§ DIRECTIVE: Please reproduce the rows below, requests included, starting at the line that has "Where can the water" and stopping after the line that has "x=294, y=311". Rescale every coordinate in the answers by 2.2, round each to a whole number with halves going up, and leave the requests unchanged.

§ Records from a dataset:
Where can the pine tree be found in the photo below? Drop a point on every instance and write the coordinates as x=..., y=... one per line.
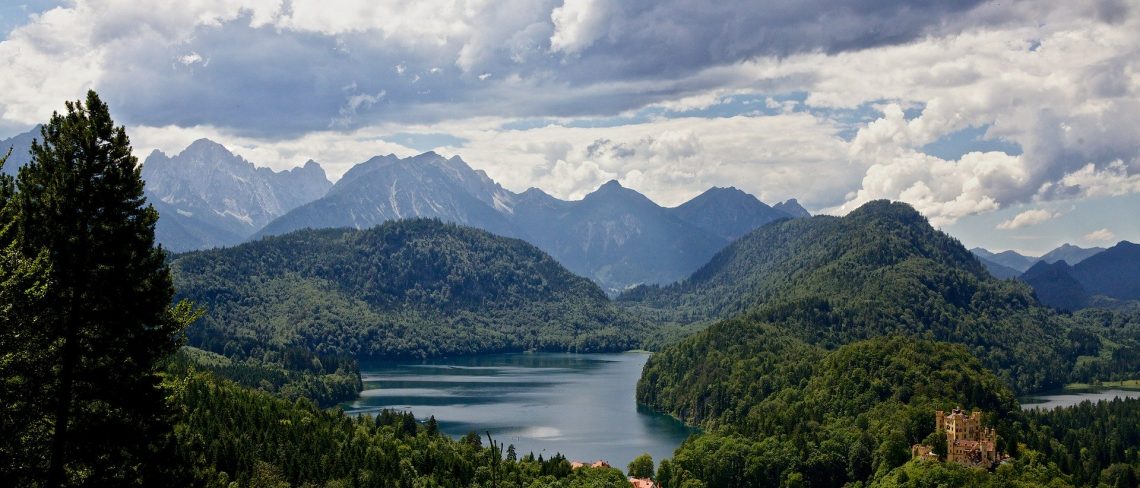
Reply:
x=104, y=309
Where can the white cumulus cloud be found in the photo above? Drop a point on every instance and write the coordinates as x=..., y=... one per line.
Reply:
x=1026, y=219
x=1100, y=236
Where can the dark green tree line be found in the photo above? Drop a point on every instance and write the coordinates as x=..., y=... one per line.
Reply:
x=87, y=310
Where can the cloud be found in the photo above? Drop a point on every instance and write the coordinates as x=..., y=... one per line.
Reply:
x=872, y=84
x=578, y=24
x=1026, y=219
x=1100, y=236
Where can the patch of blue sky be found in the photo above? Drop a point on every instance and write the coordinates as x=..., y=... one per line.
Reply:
x=425, y=141
x=14, y=14
x=730, y=106
x=954, y=145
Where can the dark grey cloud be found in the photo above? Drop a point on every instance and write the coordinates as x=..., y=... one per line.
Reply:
x=274, y=81
x=650, y=38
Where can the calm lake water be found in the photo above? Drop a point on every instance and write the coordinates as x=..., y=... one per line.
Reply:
x=579, y=405
x=1049, y=401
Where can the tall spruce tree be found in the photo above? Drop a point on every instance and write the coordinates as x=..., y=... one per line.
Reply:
x=78, y=222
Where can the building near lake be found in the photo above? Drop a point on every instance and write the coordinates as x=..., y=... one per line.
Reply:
x=642, y=482
x=968, y=441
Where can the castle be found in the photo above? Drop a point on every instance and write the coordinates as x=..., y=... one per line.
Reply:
x=967, y=441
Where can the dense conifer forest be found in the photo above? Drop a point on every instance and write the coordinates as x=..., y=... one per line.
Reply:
x=884, y=270
x=298, y=310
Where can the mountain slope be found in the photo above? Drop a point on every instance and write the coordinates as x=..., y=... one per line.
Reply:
x=206, y=196
x=879, y=270
x=21, y=146
x=617, y=236
x=1055, y=285
x=729, y=212
x=999, y=270
x=1071, y=254
x=387, y=188
x=1009, y=259
x=792, y=208
x=1105, y=278
x=1114, y=273
x=405, y=289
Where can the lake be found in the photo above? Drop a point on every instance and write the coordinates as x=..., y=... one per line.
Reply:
x=579, y=405
x=1068, y=399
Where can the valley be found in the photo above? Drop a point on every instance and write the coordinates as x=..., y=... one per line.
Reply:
x=417, y=322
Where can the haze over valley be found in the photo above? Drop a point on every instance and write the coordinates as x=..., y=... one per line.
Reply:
x=570, y=244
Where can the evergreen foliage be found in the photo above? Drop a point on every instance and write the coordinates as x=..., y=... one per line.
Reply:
x=87, y=311
x=642, y=466
x=228, y=433
x=880, y=270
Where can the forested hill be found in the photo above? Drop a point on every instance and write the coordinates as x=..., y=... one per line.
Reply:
x=879, y=270
x=792, y=258
x=854, y=331
x=405, y=289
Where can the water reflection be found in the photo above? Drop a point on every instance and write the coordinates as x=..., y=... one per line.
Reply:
x=579, y=405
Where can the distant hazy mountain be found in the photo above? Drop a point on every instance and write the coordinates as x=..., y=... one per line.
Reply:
x=1000, y=262
x=387, y=188
x=208, y=196
x=792, y=208
x=999, y=270
x=1055, y=285
x=19, y=145
x=405, y=289
x=730, y=213
x=879, y=270
x=616, y=236
x=1071, y=254
x=1113, y=274
x=1009, y=259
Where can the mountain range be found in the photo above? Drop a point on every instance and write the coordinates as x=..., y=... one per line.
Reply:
x=208, y=197
x=1011, y=263
x=1107, y=277
x=615, y=235
x=19, y=145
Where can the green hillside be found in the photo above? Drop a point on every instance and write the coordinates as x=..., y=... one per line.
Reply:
x=879, y=270
x=796, y=415
x=294, y=311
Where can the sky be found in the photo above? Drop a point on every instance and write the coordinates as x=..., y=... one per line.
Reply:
x=1010, y=124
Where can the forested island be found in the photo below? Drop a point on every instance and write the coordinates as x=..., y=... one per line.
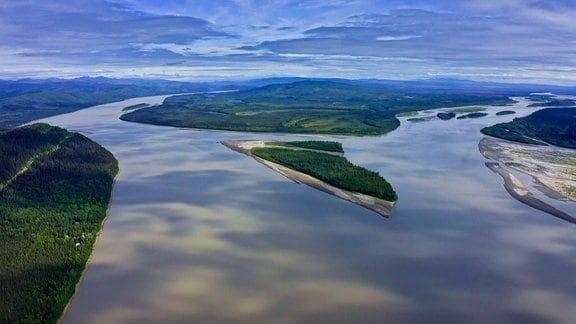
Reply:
x=307, y=107
x=321, y=164
x=55, y=188
x=556, y=126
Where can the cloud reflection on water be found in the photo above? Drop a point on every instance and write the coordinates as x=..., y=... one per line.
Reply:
x=198, y=233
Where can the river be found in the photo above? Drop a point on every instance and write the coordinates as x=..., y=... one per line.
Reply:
x=198, y=233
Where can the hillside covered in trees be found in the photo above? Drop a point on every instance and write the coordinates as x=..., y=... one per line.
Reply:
x=556, y=126
x=55, y=189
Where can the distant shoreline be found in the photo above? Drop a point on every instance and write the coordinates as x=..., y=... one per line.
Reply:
x=380, y=206
x=492, y=149
x=520, y=193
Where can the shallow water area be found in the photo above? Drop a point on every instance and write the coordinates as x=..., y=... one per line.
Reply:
x=199, y=233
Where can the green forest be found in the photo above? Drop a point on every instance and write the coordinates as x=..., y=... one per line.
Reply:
x=306, y=107
x=556, y=126
x=55, y=192
x=332, y=169
x=312, y=145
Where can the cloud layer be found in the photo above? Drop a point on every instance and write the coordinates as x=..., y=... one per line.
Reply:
x=519, y=40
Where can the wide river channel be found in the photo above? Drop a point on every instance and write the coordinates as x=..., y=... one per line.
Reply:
x=197, y=233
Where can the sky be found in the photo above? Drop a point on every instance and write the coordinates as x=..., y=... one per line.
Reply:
x=528, y=41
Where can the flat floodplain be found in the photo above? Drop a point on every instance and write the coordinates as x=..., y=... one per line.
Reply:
x=198, y=233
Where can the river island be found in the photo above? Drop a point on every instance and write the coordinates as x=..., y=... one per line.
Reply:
x=321, y=165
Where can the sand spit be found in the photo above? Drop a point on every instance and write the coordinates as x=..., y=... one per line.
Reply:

§ RESPONSE:
Where can the water reflection be found in the photo above? Drop a point on every instance and write the coordinates as x=..., y=... one per line.
Reply:
x=1274, y=891
Where can the distant hazy mountain be found in the photo above? Drop a point on every instance and write the coordinates as x=..., y=... one per line.
Reply:
x=2200, y=576
x=851, y=414
x=458, y=431
x=1742, y=458
x=2198, y=594
x=2321, y=627
x=42, y=319
x=891, y=636
x=1606, y=469
x=1934, y=594
x=1355, y=519
x=2356, y=559
x=2449, y=603
x=2220, y=570
Where can the mountain range be found in the photo above? Drop a point on every instance and write the coordinates as x=..., y=... one per line.
Reply:
x=458, y=433
x=2224, y=579
x=2435, y=609
x=1353, y=517
x=42, y=319
Where can the green hillside be found in the photo above? Drop a point on every instance and write the coordinates as x=..., y=... one per line.
Reply:
x=1934, y=594
x=1751, y=913
x=647, y=684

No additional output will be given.